ATIVIDADES —
1. Substitua "julgador" por "juiz" e reescreva o texto sobre união estável desde "Entretanto, o Superior" até "uma situação fática.", inclusive.
2. Indique se cada afirmação concorda com o texto sobre união estável e responda sim ou não, citando as palavras exatas do texto que decidem: (a) O Superior Tribunal de Justiça aceita uniões paralelas; (b) A terceira corrente é encabeçada por Maria Berenice Dias; (c) Pelo art. 1.725, salvo contrato escrito, aplica-se às relações patrimoniais dos companheiros o regime da comunhão parcial de bens.

TRECHO SELECIONADO —
= = = = = = =

2.ª Corrente – O primeiro relacionamento existente deve ser tratado como união estável, enquanto que os demais devem ser reconhecidos como uniões estáveis putativas, havendo boa-fé do cônjuge. Em suma, aplica-se, por analogia, o art. 1.561 do CC, que trata do casamento putativo. Essa corrente é liderada por Euclides de Oliveira e Rolf Madaleno. A essa corrente se filia, inclusive em obra escrita com José Fernando Simão. Anote-se que essa solução já foi dada pela jurisprudência estadual, em dois julgados que merece destaque (TJRJ, Acórdão 15225/2005, Rio de Janeiro, 2.ª Câmara Cível, Rel. Des. Leila Maria Carrilo Cavalcante Ribeiro Mariano, j. 10.08.2005 e TJRS, Processo 70008648768, 02.06.2004, 7.ª Câmara Cível, Rel. Juiz José Carlos Teixeira Giorgis, origem Lajeado).
3.ª Corrente – Todos os relacionamentos constituem uniões estáveis, pela valorização do afeto que deve guiar o Direito de Família, corrente encabeçada por Maria Berenice Dias.” (TARTUCE, 2015)
A doutrina contemporânea tem se inclinado para terceira corrente, que como dito acima é liderada por Maria Berenice Dias. Segundo Tartuce, os autores Pablo Stolze e Rodolfo Pamplona Filho reconhecem alguns direitos da amante, equiparando somente em algumas hipóteses o concubinato à união estável.
Entretanto, o Superior Tribunal de Justiça segue a primeira corrente, não aceitando uniões paralelas, sendo requisito da união estável a união exclusiva entre duas pessoas.
3. CONTRATO DE UNIÃO ESTÁVEL E A (IR) RETROATIVIDADE DOS EFEITOS PATRIMONIAIS
A união estável, conforme foi explanado acima constitui uma situação de fato em que não se exige formalidades documentais para sua caracterização, devendo o julgador procurar, em cima do conjunto probatório apresentado pelas partes, pronunciar-se a respeito da existência da união estável.
Desse modo, a existência de um contrato não pode impedir ou criar uma união estável, haja vista tratar-se de uma situação fática.
Todavia, o Código Civil expressa que a união estável se caracteriza em uma comunhão parcial de bens, conforme expressa o art. 1.725: “na união estável, salvo contrato escrito entre os companheiros, aplica-se às relações patrimoniais, no que couber, o regime da comunhão parcial de bens.”
Dessa forma, o Código Civil estabeleceu que na união estável, as relações patrimoniais dos companheiros são regidas pelo regime da comunhão parcial de bens.

= = = = = = =

OS DADOS —

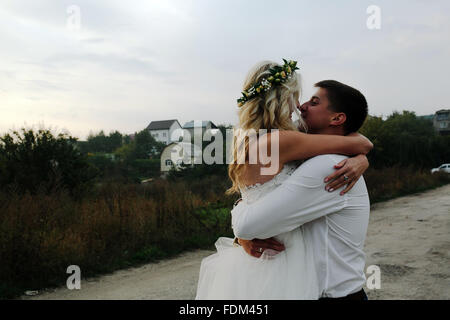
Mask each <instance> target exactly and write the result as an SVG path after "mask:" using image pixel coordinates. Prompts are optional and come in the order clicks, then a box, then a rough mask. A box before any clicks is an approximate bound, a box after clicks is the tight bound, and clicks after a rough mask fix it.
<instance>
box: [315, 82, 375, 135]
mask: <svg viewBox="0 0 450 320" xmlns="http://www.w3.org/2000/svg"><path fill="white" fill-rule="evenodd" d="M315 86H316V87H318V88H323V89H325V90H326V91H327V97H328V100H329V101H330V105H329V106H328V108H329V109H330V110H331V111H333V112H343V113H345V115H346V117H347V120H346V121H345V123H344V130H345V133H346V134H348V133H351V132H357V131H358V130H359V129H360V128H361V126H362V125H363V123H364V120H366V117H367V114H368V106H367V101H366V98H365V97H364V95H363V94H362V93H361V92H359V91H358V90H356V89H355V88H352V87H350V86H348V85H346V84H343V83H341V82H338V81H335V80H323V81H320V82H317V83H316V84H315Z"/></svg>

= = = = = = =

RESPOSTAS EM ORDEM —
1.
Entretanto, o Superior Tribunal de Justiça segue a primeira corrente, não aceitando uniões paralelas, sendo requisito da união estável a união exclusiva entre duas pessoas.
3. CONTRATO DE UNIÃO ESTÁVEL E A (IR) RETROATIVIDADE DOS EFEITOS PATRIMONIAIS
A união estável, conforme foi explanado acima constitui uma situação de fato em que não se exige formalidades documentais para sua caracterização, devendo o juiz procurar, em cima do conjunto probatório apresentado pelas partes, pronunciar-se a respeito da existência da união estável.
Desse modo, a existência de um contrato não pode impedir ou criar uma união estável, haja vista tratar-se de uma situação fática.

2.
(a) Não: "o Superior Tribunal de Justiça segue a primeira corrente, não aceitando uniões paralelas".
(b) Sim: "corrente encabeçada por Maria Berenice Dias".
(c) Sim: "salvo contrato escrito entre os companheiros, aplica-se às relações patrimoniais, no que couber, o regime da comunhão parcial de bens".